Referring expression data:
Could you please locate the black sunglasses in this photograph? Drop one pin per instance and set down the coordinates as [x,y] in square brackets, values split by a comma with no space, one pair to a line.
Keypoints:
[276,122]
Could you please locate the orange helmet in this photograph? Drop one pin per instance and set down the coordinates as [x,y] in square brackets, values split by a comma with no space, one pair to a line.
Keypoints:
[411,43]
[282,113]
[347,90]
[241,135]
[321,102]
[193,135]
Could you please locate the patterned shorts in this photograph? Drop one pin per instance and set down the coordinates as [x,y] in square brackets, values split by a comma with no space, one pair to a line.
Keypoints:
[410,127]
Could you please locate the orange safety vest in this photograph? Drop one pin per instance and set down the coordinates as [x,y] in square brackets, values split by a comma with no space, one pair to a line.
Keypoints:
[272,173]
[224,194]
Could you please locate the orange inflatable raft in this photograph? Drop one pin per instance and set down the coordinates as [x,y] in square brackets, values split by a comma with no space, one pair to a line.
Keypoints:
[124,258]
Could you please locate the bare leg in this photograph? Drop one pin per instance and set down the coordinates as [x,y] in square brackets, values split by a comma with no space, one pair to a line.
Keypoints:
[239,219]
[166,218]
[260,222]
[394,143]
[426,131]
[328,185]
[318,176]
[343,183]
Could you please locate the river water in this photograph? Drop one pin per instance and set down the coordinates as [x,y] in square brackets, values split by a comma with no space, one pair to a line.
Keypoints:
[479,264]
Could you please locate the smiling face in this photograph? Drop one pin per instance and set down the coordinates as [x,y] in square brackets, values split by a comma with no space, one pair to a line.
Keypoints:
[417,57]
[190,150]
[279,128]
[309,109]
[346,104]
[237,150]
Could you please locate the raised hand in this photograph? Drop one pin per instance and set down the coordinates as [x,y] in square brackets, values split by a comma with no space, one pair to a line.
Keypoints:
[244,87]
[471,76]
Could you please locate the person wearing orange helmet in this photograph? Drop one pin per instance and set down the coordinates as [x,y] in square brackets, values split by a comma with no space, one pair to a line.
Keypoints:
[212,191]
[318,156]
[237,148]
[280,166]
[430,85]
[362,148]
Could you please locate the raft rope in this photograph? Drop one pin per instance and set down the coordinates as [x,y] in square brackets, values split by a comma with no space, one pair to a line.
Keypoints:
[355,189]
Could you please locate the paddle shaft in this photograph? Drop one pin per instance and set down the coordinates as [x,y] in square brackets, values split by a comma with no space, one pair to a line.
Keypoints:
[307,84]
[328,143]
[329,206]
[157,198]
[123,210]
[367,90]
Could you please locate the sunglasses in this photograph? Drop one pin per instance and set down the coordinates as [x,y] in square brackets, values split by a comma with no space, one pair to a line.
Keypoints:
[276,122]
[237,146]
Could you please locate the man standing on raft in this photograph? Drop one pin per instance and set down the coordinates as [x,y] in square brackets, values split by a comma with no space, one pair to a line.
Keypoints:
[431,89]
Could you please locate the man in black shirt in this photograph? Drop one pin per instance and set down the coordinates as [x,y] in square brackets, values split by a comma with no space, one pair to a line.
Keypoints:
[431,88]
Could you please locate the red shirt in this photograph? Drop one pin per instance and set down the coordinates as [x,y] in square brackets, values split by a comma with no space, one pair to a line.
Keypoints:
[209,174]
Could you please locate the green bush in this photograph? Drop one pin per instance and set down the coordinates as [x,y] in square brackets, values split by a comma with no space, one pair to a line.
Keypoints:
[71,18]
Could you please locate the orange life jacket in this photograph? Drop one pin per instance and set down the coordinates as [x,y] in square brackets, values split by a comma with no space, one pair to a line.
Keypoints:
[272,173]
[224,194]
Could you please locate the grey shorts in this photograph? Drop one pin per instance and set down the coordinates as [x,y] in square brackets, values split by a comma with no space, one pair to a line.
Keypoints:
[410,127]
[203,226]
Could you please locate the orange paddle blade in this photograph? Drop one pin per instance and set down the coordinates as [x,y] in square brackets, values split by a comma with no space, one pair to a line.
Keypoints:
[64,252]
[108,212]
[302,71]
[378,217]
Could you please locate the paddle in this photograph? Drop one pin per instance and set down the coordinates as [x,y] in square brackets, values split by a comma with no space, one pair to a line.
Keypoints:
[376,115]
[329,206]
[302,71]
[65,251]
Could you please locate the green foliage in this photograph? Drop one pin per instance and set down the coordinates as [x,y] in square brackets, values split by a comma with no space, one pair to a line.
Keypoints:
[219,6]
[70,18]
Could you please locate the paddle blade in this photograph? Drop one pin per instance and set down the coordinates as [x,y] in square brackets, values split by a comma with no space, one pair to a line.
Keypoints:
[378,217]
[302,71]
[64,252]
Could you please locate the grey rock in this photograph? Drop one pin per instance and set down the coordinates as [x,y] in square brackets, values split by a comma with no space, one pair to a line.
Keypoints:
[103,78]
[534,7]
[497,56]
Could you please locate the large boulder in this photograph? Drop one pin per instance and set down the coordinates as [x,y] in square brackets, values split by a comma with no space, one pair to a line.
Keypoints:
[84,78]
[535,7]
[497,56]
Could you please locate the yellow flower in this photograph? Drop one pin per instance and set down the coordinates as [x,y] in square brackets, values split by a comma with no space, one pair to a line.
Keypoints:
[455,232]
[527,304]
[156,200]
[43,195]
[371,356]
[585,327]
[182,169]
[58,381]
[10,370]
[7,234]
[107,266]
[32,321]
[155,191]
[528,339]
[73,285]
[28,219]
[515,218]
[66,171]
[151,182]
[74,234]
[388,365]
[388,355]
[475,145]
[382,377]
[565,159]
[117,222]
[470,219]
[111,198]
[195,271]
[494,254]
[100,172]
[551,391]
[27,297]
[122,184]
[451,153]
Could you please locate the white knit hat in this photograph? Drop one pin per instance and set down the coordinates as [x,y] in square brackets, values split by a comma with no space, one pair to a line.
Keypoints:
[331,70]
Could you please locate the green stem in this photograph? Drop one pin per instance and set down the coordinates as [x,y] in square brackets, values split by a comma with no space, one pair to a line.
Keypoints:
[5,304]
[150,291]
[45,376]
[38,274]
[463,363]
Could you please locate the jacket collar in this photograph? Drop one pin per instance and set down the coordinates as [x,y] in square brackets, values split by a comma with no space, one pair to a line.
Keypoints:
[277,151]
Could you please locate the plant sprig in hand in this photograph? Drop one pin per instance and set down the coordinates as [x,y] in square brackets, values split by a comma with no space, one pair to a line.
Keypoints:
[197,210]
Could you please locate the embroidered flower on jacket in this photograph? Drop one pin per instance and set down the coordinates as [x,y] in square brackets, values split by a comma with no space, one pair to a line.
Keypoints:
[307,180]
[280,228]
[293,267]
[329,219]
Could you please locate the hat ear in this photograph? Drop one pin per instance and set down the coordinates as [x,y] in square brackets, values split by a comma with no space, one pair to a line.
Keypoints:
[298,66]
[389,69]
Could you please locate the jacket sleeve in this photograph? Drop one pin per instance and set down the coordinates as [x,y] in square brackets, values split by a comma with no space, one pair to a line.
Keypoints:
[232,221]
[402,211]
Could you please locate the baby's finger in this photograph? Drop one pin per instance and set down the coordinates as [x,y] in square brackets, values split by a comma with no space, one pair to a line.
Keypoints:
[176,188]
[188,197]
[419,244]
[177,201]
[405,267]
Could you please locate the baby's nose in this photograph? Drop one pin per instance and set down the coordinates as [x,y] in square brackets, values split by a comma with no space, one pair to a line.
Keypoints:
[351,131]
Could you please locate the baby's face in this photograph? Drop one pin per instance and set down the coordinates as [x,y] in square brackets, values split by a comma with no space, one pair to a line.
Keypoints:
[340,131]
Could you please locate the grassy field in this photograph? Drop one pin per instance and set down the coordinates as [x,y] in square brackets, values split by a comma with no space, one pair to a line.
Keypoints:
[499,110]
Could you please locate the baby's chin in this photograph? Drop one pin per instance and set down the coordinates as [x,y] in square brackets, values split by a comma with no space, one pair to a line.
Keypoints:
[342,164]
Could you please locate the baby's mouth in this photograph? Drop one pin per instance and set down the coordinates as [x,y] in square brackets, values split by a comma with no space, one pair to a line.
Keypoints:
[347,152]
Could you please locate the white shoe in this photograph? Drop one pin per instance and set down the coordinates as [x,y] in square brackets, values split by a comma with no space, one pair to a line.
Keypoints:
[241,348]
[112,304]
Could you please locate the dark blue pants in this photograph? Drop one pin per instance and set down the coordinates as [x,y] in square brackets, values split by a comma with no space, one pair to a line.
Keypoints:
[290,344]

WORK REQUIRED
A single number is required: how many lines in these records contain "shorts".

REPLY
2